DOCUMENT PASSAGE: Begin

Algal Blooms Kill California Seabirds
This spring, the International Bird Rescue Research Center has seen a record number of seabird deaths on Southern California’s shores. Scientists at the center speculate that recent blooms of algae containing toxic domoic acid are more virulent than ever before, leading to abnormally high cases of DA poisoning in many species of sea life.
‘I have been doing this work for 35 years and I have never seen anything like this as far as the number of species affected, other than an oil spill,’ IBRRC director Jay Holcomb said.Ê
Seabirds with DA poisoning will literally fall from the sky due to brain seizures. Others crash into car windshields or fly dangerously onto airport runways. Many seabirds drown, making it difficult to record an exact number of DA-related deaths.
IBRRC researchers first started noticing the problem in March, reporting that there were ‘dead birds everywhere.’ Not all birds tested positive for DA poisoning, however; other neurotoxins such as saxitoxin, which can cause paralytic shellfish poisoning in humans, are also being examined.
The Marine Mammal Care Center has noticed similar trends in sick seals and sea lions, which share the seabirds’ diet of anchovies and sardines. Because these fish feed on DA-carrying algae but are not affected by the toxin, their predators – depending on how many fish they consume – will often ingest concentrated amounts of DA.
In humans, DA poisoning can cause many hazardous symptoms, including vomiting, loss of short-term memory, cardiac arrhythmia, coma, motor weakness and even death. Due to permanent short-term memory loss, the condition is often called amnesic shellfish poisoning.
‘In my opinion, domoic acid is the new DDT,’ Holcomb said. ‘If the effects of DA poisoning are cumulative in the brain, and we don’t know that yet, it could have serious consequences on the population of California brown pelicans.’
Lizards Prefer Islands, UCSD Survey Says
After surveying lizard populations on islands across the globe, UCSD scientists have confirmed that island species are more numerous than their mainland counterparts.
This suggests that a climate change would have severe consequences for lizards and other animals that inhabit islands, because island ecosystems are more sensitive to change than mainland ecosystems.
‘We found that island populations are less resistant to biological invasions, which will likely increase dramatically with changing climate,’ said assistant professor of biological sciences at UCSD and study co-author Walter Jetz.
Jetz, along with co-author Lauren Buckley, gathered extensive global findings on lizard population densities – the first study of island densities for any animal group.
They found that lizards were over 10 times more populous on islands than on the mainland. This is because in isolated areas, predation and competition is greatly reduced.
‘The ecology of islands is particularly important because, while the world’s more than 100,000 islands constitute only 7 percent of the global land surface, they contain many of the earth’s species with numerous species restricted to single islands,’ Buckley said.Ê ‘Five hundred million people depend on island ecosystems for their food and livelihoods.’

DOCUMENT PASSAGE: End

LIST OF TASKS:
a: According to the news page, which fish make up the shared diet of the seabirds, seals and sea lions?
b: Quote the news page, beginning at the words "IBRRC researchers first" and stopping after "amnesic shellfish poisoning.".
The items play no part in this work.

DATA EXTRACT: Begin

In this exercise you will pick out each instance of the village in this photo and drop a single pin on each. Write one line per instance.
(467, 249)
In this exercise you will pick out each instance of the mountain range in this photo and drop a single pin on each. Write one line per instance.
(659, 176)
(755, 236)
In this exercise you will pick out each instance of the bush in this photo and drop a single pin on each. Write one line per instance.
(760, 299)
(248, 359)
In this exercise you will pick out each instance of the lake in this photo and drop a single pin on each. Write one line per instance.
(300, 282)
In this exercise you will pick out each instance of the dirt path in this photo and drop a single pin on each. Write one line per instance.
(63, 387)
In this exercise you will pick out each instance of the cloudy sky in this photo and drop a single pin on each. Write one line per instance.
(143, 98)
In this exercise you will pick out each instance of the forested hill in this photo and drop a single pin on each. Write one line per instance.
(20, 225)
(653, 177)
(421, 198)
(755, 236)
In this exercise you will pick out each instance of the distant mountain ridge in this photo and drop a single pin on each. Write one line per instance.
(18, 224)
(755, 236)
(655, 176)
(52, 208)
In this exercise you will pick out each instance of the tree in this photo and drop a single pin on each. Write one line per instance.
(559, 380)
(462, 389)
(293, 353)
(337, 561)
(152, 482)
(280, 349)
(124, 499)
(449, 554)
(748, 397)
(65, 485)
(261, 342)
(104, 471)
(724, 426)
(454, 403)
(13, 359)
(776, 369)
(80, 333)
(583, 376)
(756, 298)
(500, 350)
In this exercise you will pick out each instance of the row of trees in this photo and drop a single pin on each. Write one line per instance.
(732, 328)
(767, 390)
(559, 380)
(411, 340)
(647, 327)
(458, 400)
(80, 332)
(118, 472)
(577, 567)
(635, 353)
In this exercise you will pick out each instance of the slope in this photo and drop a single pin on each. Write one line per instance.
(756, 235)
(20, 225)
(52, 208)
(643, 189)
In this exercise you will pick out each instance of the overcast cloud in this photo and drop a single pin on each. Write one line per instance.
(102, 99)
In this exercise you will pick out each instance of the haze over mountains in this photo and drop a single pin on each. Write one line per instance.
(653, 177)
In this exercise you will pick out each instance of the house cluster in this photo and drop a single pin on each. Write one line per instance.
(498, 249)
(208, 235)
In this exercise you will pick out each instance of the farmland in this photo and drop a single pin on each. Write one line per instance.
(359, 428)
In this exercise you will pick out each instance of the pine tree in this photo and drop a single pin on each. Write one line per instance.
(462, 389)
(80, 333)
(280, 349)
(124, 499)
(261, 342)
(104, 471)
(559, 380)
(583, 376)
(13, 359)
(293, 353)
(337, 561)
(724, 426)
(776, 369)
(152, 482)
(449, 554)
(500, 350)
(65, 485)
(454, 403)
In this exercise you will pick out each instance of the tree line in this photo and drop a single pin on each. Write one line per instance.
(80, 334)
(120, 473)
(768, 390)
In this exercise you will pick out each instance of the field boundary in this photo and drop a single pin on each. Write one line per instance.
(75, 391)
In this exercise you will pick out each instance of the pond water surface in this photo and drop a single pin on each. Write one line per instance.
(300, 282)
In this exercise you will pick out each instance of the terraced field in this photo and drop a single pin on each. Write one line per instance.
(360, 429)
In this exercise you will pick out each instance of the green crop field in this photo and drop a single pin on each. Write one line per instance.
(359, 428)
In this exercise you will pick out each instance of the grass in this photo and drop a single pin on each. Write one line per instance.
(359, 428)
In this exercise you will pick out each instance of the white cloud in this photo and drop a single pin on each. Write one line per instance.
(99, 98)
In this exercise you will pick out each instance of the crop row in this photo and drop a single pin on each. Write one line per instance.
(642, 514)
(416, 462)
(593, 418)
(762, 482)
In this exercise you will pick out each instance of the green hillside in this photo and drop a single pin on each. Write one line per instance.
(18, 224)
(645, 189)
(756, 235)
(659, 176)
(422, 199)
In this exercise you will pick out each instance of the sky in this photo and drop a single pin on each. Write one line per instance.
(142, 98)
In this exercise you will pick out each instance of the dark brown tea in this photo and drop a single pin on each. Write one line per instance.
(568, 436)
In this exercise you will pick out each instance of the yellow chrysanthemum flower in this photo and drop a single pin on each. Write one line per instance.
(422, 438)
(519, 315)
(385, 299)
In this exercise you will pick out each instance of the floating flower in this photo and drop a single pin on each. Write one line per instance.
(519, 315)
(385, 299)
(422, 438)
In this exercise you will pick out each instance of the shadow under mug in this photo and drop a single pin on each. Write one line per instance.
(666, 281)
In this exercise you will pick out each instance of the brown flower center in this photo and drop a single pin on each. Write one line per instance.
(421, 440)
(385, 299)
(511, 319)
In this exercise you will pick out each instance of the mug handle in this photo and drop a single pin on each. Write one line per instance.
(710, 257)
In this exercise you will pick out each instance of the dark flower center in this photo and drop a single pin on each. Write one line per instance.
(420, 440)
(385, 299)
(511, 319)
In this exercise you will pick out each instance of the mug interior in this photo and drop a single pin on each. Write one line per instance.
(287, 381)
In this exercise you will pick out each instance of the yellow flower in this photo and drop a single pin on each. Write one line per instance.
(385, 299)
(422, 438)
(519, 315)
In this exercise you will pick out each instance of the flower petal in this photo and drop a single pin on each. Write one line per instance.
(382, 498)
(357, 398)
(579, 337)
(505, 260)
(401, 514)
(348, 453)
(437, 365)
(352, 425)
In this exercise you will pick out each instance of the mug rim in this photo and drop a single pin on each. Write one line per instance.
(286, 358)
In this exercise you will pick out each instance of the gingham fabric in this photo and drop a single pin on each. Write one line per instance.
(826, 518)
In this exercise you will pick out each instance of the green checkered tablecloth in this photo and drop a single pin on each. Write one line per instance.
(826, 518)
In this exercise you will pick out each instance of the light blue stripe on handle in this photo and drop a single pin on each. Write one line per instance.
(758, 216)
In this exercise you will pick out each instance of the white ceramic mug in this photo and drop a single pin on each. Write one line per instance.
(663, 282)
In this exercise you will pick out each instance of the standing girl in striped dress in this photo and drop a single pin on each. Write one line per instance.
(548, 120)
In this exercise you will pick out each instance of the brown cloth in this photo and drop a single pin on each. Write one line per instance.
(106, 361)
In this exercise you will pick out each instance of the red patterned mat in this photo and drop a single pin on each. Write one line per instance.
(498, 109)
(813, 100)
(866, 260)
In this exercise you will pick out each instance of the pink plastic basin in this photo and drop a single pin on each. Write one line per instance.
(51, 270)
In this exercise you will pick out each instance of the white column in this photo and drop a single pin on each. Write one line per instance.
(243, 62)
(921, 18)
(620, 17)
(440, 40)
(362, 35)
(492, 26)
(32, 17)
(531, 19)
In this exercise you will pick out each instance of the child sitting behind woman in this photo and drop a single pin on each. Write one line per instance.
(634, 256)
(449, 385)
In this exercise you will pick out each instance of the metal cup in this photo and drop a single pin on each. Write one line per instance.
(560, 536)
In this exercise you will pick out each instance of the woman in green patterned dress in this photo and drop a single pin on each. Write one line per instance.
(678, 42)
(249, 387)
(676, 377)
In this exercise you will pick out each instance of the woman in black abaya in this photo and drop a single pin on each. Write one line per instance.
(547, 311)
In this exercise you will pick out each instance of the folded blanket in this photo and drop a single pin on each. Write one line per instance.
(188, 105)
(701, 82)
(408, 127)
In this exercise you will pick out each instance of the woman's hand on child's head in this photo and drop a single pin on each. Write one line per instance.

DATA EXTRACT: End

ANSWERS BELOW:
a: Anchovies and sardines.

b:
IBRRC researchers first started noticing the problem in March, reporting that there were ‘dead birds everywhere.’ Not all birds tested positive for DA poisoning, however; other neurotoxins such as saxitoxin, which can cause paralytic shellfish poisoning in humans, are also being examined.
The Marine Mammal Care Center has noticed similar trends in sick seals and sea lions, which share the seabirds’ diet of anchovies and sardines. Because these fish feed on DA-carrying algae but are not affected by the toxin, their predators – depending on how many fish they consume – will often ingest concentrated amounts of DA.
In humans, DA poisoning can cause many hazardous symptoms, including vomiting, loss of short-term memory, cardiac arrhythmia, coma, motor weakness and even death. Due to permanent short-term memory loss, the condition is often called amnesic shellfish poisoning.